SOURCE RECORDS:
________________________
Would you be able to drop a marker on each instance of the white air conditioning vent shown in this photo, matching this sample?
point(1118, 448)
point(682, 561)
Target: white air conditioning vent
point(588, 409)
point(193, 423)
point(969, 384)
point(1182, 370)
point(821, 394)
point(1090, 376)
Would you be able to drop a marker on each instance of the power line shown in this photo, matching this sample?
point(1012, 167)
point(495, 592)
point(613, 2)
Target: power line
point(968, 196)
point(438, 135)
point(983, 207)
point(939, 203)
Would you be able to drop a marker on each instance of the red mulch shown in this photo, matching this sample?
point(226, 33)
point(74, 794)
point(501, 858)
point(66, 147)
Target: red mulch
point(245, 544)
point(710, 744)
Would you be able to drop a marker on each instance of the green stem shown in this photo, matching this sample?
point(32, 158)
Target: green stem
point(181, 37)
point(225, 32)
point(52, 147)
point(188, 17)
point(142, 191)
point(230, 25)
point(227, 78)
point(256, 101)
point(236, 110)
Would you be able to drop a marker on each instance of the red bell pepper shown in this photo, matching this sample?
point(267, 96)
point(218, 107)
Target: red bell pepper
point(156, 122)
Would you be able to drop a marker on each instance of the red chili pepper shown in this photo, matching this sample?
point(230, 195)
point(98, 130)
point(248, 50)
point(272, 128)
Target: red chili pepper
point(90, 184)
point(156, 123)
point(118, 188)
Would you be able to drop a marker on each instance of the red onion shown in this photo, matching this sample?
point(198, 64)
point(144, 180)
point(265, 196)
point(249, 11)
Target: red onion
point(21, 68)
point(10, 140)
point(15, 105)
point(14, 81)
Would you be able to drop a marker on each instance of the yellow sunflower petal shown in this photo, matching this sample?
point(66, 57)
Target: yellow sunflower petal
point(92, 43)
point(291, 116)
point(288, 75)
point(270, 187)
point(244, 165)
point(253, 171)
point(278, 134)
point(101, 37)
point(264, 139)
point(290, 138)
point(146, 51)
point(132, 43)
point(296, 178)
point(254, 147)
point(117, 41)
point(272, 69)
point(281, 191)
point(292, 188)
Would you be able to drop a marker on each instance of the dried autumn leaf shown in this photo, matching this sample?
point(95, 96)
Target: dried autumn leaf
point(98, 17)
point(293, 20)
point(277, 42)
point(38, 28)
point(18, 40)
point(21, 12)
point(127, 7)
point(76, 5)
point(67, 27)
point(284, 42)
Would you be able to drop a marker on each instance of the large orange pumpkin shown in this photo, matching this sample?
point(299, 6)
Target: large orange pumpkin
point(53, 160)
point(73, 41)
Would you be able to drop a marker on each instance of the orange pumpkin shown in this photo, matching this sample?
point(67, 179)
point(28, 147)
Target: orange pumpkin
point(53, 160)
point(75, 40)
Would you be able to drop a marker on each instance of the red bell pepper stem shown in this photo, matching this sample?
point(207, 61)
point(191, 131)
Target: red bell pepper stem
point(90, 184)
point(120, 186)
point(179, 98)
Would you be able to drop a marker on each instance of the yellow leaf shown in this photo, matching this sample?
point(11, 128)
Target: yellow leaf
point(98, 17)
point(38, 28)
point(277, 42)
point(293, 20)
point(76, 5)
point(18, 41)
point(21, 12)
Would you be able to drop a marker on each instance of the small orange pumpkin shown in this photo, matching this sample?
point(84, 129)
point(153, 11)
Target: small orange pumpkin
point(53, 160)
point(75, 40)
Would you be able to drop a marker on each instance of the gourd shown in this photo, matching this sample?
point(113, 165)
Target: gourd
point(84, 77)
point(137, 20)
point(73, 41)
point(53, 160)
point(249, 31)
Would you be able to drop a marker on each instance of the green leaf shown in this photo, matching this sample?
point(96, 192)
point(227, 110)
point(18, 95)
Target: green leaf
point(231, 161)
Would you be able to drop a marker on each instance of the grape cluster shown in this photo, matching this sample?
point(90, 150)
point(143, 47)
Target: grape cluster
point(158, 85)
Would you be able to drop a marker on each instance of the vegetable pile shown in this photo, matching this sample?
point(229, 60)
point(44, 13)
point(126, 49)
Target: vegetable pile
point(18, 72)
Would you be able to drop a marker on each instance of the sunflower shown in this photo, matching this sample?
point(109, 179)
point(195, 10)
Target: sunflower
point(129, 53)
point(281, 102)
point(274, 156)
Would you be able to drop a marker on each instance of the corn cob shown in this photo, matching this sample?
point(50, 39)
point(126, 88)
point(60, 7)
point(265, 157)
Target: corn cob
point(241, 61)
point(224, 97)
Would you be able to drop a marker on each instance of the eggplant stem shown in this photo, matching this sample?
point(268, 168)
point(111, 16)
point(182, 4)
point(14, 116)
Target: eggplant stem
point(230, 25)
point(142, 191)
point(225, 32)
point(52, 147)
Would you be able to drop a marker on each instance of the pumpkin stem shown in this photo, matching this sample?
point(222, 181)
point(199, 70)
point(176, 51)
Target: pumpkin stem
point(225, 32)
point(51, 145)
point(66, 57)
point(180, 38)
________________________
YOUR INSTRUCTIONS:
Switch each "drop a marker" in the items above to "place a pin", and write all the lines out again with nothing else changed.

RESPONSE TO THIS EXERCISE:
Would you be able to place a pin on each instance of the white air conditioning vent shown in this photo, matching this sample?
point(1118, 448)
point(682, 561)
Target: white air conditioning vent
point(588, 409)
point(193, 423)
point(969, 384)
point(1182, 370)
point(821, 394)
point(1090, 376)
Would you be able to place a pin on each instance of the power line shown in this photo, matching this sample?
point(1012, 167)
point(495, 592)
point(613, 2)
Target: power line
point(968, 196)
point(438, 135)
point(983, 207)
point(939, 203)
Would you be able to place a pin on each instance of the red mulch shown in this photo, matching this sample?
point(226, 33)
point(74, 794)
point(501, 858)
point(66, 147)
Target: red mulch
point(245, 544)
point(710, 744)
Would you be able to place a pin on each instance of the green stem shown in this photo, matching this sample?
point(32, 158)
Target: green stem
point(181, 37)
point(225, 32)
point(52, 147)
point(188, 17)
point(142, 191)
point(230, 25)
point(227, 78)
point(256, 101)
point(236, 110)
Would you be able to place a pin on each instance of the red bell pepper shown in this photo, matching this sample?
point(267, 96)
point(218, 107)
Target: red bell pepper
point(156, 122)
Would you be able to place a pin on each instance of the red chili pepper shown in this photo, matching this sample?
point(230, 195)
point(98, 130)
point(248, 50)
point(272, 128)
Target: red chili pepper
point(90, 184)
point(156, 123)
point(118, 188)
Would you be able to place a pin on each instance of the red onion shown in this photo, matching this sample?
point(198, 64)
point(144, 180)
point(265, 196)
point(249, 11)
Target: red onion
point(21, 68)
point(10, 140)
point(15, 105)
point(14, 81)
Would you be able to place a pin on each instance of the yellow sunflower petal shown in this photo, matching this sample?
point(66, 57)
Target: yellow sunflower petal
point(92, 43)
point(291, 116)
point(288, 75)
point(270, 187)
point(244, 165)
point(253, 171)
point(278, 134)
point(101, 37)
point(264, 139)
point(290, 138)
point(146, 51)
point(132, 43)
point(296, 178)
point(254, 147)
point(117, 41)
point(272, 69)
point(281, 191)
point(292, 188)
Would you be able to place a pin on each instance of the dried autumn leaf shown in this photo, matching this sample?
point(95, 96)
Target: dried autumn leaf
point(98, 17)
point(293, 20)
point(277, 42)
point(38, 28)
point(18, 40)
point(21, 12)
point(127, 7)
point(76, 5)
point(67, 27)
point(284, 42)
Would you be able to place a pin on each instance of the large orange pumpkin shown in this photo, matching this sample?
point(299, 6)
Target: large orange pumpkin
point(53, 160)
point(73, 41)
Would you be able to place a pin on each instance of the orange pumpkin shown in this photo, matching this sample?
point(67, 179)
point(28, 147)
Target: orange pumpkin
point(53, 160)
point(75, 40)
Would you be able to place a pin on each instance of the red bell pepper stem shown in this photo, matching this sample?
point(207, 61)
point(191, 131)
Target: red bell pepper stem
point(90, 184)
point(120, 186)
point(179, 98)
Would you be able to place a pin on each instance of the yellow leaf shown in this photo, matching this sample?
point(11, 128)
Target: yellow leaf
point(98, 17)
point(38, 28)
point(277, 42)
point(293, 20)
point(76, 5)
point(18, 41)
point(21, 12)
Would you be able to place a pin on each instance of the small orange pumpkin shown in this photo, matching this sample?
point(84, 129)
point(153, 11)
Target: small orange pumpkin
point(53, 160)
point(75, 40)
Would you be able to place a pin on each instance of the gourd shown in this photo, matching this sample?
point(113, 165)
Target: gourd
point(84, 77)
point(137, 20)
point(73, 41)
point(53, 160)
point(249, 31)
Would you be able to place a pin on each instance of the green leaf shown in this photo, matching this sample?
point(96, 192)
point(227, 110)
point(18, 95)
Target: green leaf
point(231, 161)
Would you be able to place a pin on each instance of the grape cluster shown in this photo, matching this sample?
point(90, 150)
point(143, 47)
Target: grape cluster
point(158, 85)
Would you be able to place a pin on each instance of the vegetable pile shown in this photo, matching this sample?
point(229, 60)
point(44, 13)
point(126, 49)
Target: vegetable pile
point(18, 72)
Would you be able to place a pin on each instance of the sunflower shown in this photo, matching this sample?
point(109, 179)
point(195, 10)
Target: sunflower
point(129, 53)
point(281, 102)
point(274, 156)
Would you be able to place a pin on each instance of the corn cob shown in this photo, matching this sample?
point(50, 39)
point(126, 88)
point(60, 7)
point(265, 157)
Target: corn cob
point(241, 61)
point(224, 97)
Would you be able to place a pin on each instance of the eggplant stem shown in this photo, matching this sample?
point(268, 168)
point(111, 16)
point(182, 4)
point(14, 116)
Target: eggplant stem
point(230, 25)
point(142, 191)
point(225, 32)
point(52, 147)
Would you be able to place a pin on each instance of the pumpkin stem shown in this photo, matching this sample?
point(222, 181)
point(199, 70)
point(176, 51)
Target: pumpkin stem
point(225, 32)
point(51, 145)
point(66, 57)
point(180, 38)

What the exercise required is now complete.